TASK GOAL: Every line in the records below that holds "loose" must be identified and copied.

DATASET EXCERPTS:
-- Opening Marker --

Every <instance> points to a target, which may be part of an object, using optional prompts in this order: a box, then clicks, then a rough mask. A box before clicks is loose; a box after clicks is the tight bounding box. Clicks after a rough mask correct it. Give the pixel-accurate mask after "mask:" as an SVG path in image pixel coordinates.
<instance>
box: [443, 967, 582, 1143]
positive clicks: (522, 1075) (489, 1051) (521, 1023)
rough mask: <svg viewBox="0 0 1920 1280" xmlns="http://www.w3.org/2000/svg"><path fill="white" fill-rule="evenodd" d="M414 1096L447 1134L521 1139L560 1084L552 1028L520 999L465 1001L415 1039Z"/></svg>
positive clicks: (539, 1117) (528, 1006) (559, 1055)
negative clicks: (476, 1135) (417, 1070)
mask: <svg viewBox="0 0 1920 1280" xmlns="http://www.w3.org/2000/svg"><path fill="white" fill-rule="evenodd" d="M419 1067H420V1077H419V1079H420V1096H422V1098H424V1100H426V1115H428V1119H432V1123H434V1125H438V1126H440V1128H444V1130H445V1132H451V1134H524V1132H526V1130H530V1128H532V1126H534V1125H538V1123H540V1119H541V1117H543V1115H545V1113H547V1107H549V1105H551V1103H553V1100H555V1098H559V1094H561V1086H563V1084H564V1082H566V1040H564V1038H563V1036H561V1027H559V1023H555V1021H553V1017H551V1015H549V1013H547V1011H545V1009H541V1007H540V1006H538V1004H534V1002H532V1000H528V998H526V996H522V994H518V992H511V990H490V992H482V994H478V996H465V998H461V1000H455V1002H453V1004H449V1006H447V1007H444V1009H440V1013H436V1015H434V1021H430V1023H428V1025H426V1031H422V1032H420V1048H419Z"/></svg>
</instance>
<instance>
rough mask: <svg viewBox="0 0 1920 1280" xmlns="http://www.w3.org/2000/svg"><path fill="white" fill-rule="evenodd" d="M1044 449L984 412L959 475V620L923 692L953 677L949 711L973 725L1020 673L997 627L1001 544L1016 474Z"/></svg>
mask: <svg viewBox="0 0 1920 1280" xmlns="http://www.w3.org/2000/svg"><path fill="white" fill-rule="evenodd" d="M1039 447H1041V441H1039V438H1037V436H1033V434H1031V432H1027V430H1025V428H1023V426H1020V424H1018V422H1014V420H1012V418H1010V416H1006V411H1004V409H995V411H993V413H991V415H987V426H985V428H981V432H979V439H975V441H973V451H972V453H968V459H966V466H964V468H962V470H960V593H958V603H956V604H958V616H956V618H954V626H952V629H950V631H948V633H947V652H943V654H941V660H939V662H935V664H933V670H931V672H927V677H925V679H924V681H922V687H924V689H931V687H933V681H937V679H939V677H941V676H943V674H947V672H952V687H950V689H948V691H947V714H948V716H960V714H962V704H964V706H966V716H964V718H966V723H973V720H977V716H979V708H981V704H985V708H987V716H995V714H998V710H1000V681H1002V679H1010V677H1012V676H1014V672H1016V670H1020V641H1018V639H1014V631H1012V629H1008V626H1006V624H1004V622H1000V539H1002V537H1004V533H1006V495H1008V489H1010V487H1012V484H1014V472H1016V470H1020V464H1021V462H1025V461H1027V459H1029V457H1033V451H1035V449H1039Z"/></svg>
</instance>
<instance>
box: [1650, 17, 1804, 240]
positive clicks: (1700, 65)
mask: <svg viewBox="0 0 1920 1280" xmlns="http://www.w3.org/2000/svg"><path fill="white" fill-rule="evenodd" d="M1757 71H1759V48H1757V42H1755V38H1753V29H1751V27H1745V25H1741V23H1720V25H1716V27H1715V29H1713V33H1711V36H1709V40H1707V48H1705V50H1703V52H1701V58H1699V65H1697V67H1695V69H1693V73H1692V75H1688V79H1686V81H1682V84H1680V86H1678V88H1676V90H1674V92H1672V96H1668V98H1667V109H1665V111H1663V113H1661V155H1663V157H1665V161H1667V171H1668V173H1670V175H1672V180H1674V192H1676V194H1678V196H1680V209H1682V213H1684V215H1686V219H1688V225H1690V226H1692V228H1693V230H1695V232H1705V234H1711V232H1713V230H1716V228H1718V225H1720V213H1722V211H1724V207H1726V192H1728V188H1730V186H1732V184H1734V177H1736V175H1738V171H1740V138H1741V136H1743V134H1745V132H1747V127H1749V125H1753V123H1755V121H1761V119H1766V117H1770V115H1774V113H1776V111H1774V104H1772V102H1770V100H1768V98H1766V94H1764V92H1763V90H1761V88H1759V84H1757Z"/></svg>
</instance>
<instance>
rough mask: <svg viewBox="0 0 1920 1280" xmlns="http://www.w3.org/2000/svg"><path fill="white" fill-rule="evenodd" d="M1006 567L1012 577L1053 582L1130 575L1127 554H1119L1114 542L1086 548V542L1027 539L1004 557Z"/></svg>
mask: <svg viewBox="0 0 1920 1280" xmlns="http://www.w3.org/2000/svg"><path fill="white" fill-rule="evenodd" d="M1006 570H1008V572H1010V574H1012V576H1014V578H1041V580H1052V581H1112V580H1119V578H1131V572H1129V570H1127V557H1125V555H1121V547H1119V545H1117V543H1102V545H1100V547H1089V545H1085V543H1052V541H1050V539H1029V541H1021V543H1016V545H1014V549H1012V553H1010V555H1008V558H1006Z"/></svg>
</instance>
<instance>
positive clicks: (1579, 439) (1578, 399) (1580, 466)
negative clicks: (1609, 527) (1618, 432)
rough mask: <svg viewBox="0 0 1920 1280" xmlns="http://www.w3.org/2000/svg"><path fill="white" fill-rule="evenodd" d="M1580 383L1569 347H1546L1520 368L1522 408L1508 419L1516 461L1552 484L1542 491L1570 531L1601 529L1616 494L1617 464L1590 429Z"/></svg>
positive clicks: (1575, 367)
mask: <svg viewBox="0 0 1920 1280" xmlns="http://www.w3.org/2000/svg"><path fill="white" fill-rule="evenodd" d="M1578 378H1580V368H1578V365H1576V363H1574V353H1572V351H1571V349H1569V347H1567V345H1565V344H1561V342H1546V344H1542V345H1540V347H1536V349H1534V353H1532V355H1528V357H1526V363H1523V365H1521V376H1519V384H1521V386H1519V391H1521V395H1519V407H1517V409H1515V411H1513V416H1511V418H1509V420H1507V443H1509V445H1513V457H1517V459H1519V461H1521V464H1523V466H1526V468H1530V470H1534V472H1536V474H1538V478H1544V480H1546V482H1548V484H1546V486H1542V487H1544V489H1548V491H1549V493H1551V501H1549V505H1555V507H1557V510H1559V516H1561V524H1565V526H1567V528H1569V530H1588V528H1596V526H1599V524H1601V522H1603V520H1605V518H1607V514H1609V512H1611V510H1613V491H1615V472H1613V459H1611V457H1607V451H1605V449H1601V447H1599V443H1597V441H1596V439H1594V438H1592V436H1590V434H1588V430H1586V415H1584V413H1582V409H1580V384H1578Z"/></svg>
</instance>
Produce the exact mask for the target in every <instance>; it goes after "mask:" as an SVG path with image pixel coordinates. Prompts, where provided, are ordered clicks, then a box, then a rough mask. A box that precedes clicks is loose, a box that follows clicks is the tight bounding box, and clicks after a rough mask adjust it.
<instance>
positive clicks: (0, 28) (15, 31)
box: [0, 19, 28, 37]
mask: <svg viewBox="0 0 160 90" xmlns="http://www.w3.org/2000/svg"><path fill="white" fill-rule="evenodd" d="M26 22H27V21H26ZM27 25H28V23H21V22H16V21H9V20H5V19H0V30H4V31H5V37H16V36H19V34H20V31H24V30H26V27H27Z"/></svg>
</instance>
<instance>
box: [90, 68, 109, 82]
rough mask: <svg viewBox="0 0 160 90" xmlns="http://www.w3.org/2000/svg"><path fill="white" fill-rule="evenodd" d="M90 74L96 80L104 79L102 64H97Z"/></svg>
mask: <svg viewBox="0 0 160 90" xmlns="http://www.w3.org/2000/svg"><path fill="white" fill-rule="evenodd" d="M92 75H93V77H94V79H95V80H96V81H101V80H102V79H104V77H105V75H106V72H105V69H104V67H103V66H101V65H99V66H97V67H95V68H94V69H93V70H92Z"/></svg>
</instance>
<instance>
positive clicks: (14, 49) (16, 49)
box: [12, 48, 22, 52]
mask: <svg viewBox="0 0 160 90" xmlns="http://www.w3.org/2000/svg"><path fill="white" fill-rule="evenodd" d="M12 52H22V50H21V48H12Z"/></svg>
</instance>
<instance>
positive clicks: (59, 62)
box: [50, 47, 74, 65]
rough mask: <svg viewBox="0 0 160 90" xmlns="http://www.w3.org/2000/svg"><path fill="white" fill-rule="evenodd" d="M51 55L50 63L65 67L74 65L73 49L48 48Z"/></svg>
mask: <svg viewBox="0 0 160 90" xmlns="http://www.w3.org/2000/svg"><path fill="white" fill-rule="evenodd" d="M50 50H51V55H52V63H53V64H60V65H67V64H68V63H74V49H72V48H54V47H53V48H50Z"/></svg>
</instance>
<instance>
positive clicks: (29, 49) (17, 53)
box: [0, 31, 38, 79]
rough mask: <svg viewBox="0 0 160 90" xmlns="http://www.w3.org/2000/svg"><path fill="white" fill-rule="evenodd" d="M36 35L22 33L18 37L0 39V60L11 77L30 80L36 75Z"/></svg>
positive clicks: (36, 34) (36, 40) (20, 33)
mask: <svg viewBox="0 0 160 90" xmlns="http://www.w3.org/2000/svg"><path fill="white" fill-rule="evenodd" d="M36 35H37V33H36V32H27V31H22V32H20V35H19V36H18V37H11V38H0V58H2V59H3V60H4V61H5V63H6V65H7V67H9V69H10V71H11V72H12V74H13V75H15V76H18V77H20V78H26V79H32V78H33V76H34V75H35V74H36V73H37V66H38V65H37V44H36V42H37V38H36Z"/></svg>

-- Closing Marker --

SOLUTION:
Every <instance> points to a target, which may be part of an object, using optional prompts in this order: a box, then clicks, then a rough mask. A box before clicks is loose; a box after clicks is the tight bounding box. Clicks after a rough mask correct it. Give the pixel-accurate mask after "mask:" as an SVG path in image pixel coordinates.
Produce the exact mask for the target in every <instance>; it goes after "mask:" as an SVG path with image pixel coordinates. Prompts, where provided, are ordered clicks, then a box, then a rough mask. A box that precedes clicks is loose, a box that follows clicks is the tight bounding box, and clicks after a rough mask adjust it.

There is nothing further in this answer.